(Items taken from a dataset)
»»
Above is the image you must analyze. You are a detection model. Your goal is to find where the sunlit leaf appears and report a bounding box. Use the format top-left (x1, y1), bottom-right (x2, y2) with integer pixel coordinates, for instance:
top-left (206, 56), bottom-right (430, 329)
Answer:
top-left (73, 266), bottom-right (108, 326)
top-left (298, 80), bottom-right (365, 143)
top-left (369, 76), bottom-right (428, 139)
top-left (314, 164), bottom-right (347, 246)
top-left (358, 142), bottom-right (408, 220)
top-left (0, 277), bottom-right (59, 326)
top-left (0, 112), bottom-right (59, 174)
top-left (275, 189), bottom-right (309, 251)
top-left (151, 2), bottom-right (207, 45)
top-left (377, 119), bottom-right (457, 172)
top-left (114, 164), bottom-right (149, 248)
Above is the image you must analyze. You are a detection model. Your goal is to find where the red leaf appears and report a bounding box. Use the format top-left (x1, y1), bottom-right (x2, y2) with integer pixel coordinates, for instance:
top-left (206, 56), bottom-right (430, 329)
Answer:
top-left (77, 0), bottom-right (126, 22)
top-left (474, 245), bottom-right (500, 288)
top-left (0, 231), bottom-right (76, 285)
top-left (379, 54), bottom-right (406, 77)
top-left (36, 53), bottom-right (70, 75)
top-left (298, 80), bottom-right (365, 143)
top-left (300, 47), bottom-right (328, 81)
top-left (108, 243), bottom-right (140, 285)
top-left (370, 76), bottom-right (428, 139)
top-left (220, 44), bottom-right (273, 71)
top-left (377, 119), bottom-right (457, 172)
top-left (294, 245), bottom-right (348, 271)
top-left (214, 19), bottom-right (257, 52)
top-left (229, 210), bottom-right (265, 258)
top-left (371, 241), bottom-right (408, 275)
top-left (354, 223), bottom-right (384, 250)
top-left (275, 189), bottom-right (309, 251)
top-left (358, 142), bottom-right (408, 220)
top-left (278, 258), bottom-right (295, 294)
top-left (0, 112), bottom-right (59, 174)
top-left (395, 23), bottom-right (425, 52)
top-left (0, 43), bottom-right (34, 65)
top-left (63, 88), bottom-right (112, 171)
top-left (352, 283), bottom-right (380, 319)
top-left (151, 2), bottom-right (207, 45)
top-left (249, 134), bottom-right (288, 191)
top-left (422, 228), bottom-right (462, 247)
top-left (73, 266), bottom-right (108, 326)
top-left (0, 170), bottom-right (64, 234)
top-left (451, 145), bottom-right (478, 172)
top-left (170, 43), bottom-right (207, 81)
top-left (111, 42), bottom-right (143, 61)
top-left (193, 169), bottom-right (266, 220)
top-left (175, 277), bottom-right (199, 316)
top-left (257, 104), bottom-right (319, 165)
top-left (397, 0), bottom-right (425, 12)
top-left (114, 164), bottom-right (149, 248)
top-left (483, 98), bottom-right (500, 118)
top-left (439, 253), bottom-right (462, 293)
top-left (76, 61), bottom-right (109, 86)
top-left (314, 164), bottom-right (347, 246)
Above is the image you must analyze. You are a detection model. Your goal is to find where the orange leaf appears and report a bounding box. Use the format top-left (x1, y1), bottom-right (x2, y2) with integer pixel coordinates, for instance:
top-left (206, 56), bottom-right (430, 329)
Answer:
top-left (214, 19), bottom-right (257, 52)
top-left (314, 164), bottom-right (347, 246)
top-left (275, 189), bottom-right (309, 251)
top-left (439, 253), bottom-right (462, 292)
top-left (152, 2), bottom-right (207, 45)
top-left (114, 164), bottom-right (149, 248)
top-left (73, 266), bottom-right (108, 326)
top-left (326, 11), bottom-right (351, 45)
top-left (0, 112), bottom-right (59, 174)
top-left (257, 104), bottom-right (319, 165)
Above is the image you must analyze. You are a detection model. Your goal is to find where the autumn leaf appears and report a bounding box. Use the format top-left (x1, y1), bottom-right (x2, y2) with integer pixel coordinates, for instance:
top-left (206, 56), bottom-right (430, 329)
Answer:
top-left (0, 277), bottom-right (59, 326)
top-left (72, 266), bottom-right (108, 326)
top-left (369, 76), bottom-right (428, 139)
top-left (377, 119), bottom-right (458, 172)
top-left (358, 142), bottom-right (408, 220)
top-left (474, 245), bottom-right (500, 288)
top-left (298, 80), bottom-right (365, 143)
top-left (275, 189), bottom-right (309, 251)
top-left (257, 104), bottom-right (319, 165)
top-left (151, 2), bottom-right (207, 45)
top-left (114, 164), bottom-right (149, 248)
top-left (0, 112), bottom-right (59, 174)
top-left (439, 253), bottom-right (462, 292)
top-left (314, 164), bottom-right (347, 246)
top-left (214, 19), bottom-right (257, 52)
««
▸ **Stated goal**
Recast all of the material above as a numbered list with one line per item, and leave out any blank lines.

▸ **Response**
1. Above is the image you must analyze. You are a detection model. Your goal is to find where the sunlit leaf appears and report a bounding box. Use the format top-left (x1, y1), bottom-right (x2, y2) with integer pixel coordinates, for instance:
2. top-left (206, 56), bottom-right (430, 329)
3. Answer:
4. top-left (73, 266), bottom-right (108, 326)
5. top-left (298, 80), bottom-right (365, 143)
6. top-left (369, 76), bottom-right (428, 139)
7. top-left (314, 164), bottom-right (347, 246)
8. top-left (358, 142), bottom-right (408, 220)
9. top-left (0, 277), bottom-right (59, 326)
10. top-left (0, 112), bottom-right (59, 174)
11. top-left (275, 189), bottom-right (309, 251)
12. top-left (151, 2), bottom-right (207, 45)
13. top-left (377, 119), bottom-right (457, 172)
14. top-left (114, 164), bottom-right (149, 248)
15. Above is the image you must analyze. You are a detection model. Your goal is to find where the red leaf appears and report a bounding box. Use the format top-left (x1, y1), bottom-right (x2, y2) with integer pixel coordinates, for instance:
16. top-left (206, 56), bottom-right (430, 329)
17. Answer:
18. top-left (77, 0), bottom-right (126, 22)
19. top-left (474, 245), bottom-right (500, 288)
20. top-left (0, 231), bottom-right (76, 285)
21. top-left (379, 54), bottom-right (406, 77)
22. top-left (36, 53), bottom-right (70, 75)
23. top-left (298, 80), bottom-right (365, 143)
24. top-left (300, 47), bottom-right (328, 81)
25. top-left (108, 243), bottom-right (140, 285)
26. top-left (370, 76), bottom-right (428, 139)
27. top-left (220, 44), bottom-right (273, 71)
28. top-left (377, 119), bottom-right (457, 172)
29. top-left (294, 245), bottom-right (348, 271)
30. top-left (214, 19), bottom-right (257, 52)
31. top-left (229, 210), bottom-right (265, 258)
32. top-left (371, 241), bottom-right (408, 275)
33. top-left (354, 223), bottom-right (384, 250)
34. top-left (275, 189), bottom-right (309, 251)
35. top-left (358, 142), bottom-right (408, 220)
36. top-left (278, 258), bottom-right (295, 294)
37. top-left (0, 112), bottom-right (59, 174)
38. top-left (395, 23), bottom-right (425, 52)
39. top-left (0, 43), bottom-right (34, 65)
40. top-left (63, 88), bottom-right (112, 171)
41. top-left (352, 283), bottom-right (380, 319)
42. top-left (151, 2), bottom-right (207, 45)
43. top-left (249, 134), bottom-right (288, 191)
44. top-left (422, 228), bottom-right (462, 247)
45. top-left (73, 266), bottom-right (108, 326)
46. top-left (0, 170), bottom-right (64, 234)
47. top-left (451, 145), bottom-right (478, 172)
48. top-left (170, 43), bottom-right (207, 81)
49. top-left (111, 42), bottom-right (143, 61)
50. top-left (193, 169), bottom-right (266, 220)
51. top-left (175, 277), bottom-right (199, 316)
52. top-left (257, 104), bottom-right (319, 165)
53. top-left (397, 0), bottom-right (425, 12)
54. top-left (114, 164), bottom-right (149, 248)
55. top-left (483, 98), bottom-right (500, 118)
56. top-left (439, 253), bottom-right (462, 293)
57. top-left (76, 61), bottom-right (109, 86)
58. top-left (314, 164), bottom-right (347, 246)
59. Above is the image you must analyze. You are a detection model. Your goal is to find where the orange leaf appears and report a bounding box. Use the format top-left (x1, y1), bottom-right (x2, y2) with integer pixel coordinates, for instance:
60. top-left (206, 56), bottom-right (430, 329)
61. Answer:
62. top-left (214, 19), bottom-right (257, 52)
63. top-left (314, 164), bottom-right (347, 246)
64. top-left (275, 189), bottom-right (309, 251)
65. top-left (439, 253), bottom-right (462, 292)
66. top-left (152, 2), bottom-right (207, 45)
67. top-left (114, 164), bottom-right (149, 248)
68. top-left (73, 266), bottom-right (108, 326)
69. top-left (326, 11), bottom-right (351, 45)
70. top-left (0, 112), bottom-right (59, 174)
71. top-left (257, 104), bottom-right (319, 165)
72. Above is the image you must analyze. You are a detection model. Your goal is to find where the autumn leaf appears and report a bounding box. Use the format top-left (x1, y1), bottom-right (x2, y2) with integer pixel coordinates, for instance:
73. top-left (206, 56), bottom-right (430, 329)
74. Answer:
75. top-left (0, 277), bottom-right (59, 326)
76. top-left (72, 266), bottom-right (108, 326)
77. top-left (369, 76), bottom-right (428, 139)
78. top-left (377, 119), bottom-right (458, 172)
79. top-left (358, 142), bottom-right (408, 220)
80. top-left (474, 245), bottom-right (500, 288)
81. top-left (298, 80), bottom-right (365, 143)
82. top-left (275, 189), bottom-right (309, 251)
83. top-left (257, 104), bottom-right (319, 165)
84. top-left (151, 2), bottom-right (207, 45)
85. top-left (114, 164), bottom-right (149, 248)
86. top-left (0, 112), bottom-right (59, 174)
87. top-left (439, 253), bottom-right (462, 292)
88. top-left (314, 164), bottom-right (347, 246)
89. top-left (214, 19), bottom-right (257, 52)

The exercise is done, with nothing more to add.